• [PROVIDED RECORDS]:

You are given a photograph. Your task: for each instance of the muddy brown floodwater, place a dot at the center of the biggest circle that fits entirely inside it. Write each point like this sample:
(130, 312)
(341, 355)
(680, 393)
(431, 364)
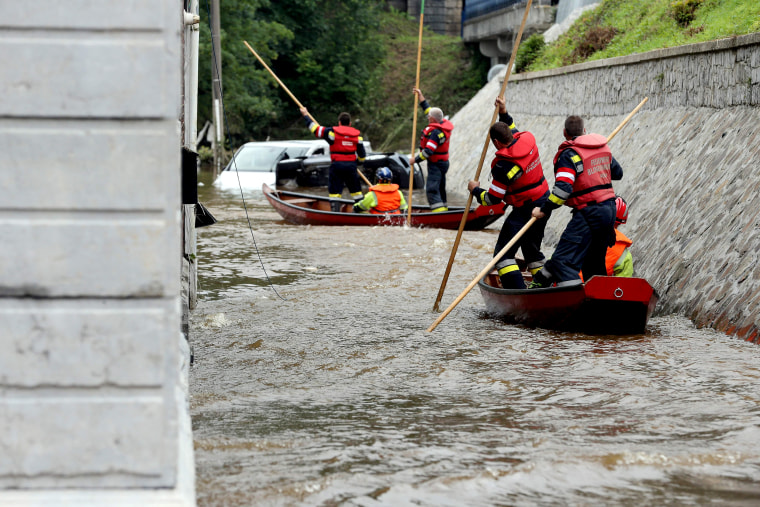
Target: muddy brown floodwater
(316, 383)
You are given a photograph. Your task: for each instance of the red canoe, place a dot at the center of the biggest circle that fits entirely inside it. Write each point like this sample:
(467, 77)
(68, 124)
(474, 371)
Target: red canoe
(306, 209)
(603, 305)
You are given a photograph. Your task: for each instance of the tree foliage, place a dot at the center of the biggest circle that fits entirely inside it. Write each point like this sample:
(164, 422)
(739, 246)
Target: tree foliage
(324, 52)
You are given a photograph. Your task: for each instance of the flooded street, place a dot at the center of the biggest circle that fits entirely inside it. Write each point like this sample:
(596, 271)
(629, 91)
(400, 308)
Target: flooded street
(316, 383)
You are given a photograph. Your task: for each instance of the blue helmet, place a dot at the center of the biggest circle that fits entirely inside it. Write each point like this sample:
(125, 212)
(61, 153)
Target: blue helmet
(384, 175)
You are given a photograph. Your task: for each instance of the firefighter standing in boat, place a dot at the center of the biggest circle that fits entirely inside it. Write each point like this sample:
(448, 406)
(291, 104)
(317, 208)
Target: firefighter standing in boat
(383, 198)
(434, 147)
(518, 180)
(583, 172)
(346, 150)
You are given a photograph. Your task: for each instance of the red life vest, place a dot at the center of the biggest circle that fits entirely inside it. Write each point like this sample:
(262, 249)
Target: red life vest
(441, 153)
(615, 251)
(344, 147)
(594, 184)
(388, 199)
(532, 184)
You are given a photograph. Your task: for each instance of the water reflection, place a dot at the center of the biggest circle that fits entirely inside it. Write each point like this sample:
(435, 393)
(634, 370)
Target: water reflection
(337, 395)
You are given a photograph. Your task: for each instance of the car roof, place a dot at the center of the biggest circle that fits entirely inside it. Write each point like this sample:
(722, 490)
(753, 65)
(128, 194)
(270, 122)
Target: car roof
(287, 144)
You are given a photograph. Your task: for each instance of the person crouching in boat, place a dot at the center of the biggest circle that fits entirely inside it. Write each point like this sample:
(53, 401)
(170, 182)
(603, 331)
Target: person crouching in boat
(346, 150)
(619, 261)
(518, 180)
(383, 198)
(583, 172)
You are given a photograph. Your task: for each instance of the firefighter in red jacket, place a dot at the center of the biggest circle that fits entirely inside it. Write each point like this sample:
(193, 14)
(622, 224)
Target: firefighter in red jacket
(583, 172)
(434, 147)
(384, 198)
(518, 180)
(346, 150)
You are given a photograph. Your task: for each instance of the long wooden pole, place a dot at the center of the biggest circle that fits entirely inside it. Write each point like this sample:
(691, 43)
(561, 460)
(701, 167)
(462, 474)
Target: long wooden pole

• [TASK GOAL]: Reproduce, word for word, every line starting at the line that contains "the firefighter in" and ending with the final line of the entries.

• [WRITTEN SOLUTION]:
You are given a photograph. Your task: for each instance of the firefighter in red jacket, place a dot at the center of the biggest circle that fits entirely inside it. Write each point like this sample:
(193, 14)
(622, 224)
Target: firefighter in red jacket
(583, 172)
(434, 147)
(384, 198)
(518, 180)
(346, 150)
You are given a photograph. Your task: for each instance of the long wooden pole, place a dot at the center of the biggest circle that fits entirely inside it. Write each point like this sample:
(691, 43)
(561, 460)
(701, 167)
(462, 474)
Target: long wooden pole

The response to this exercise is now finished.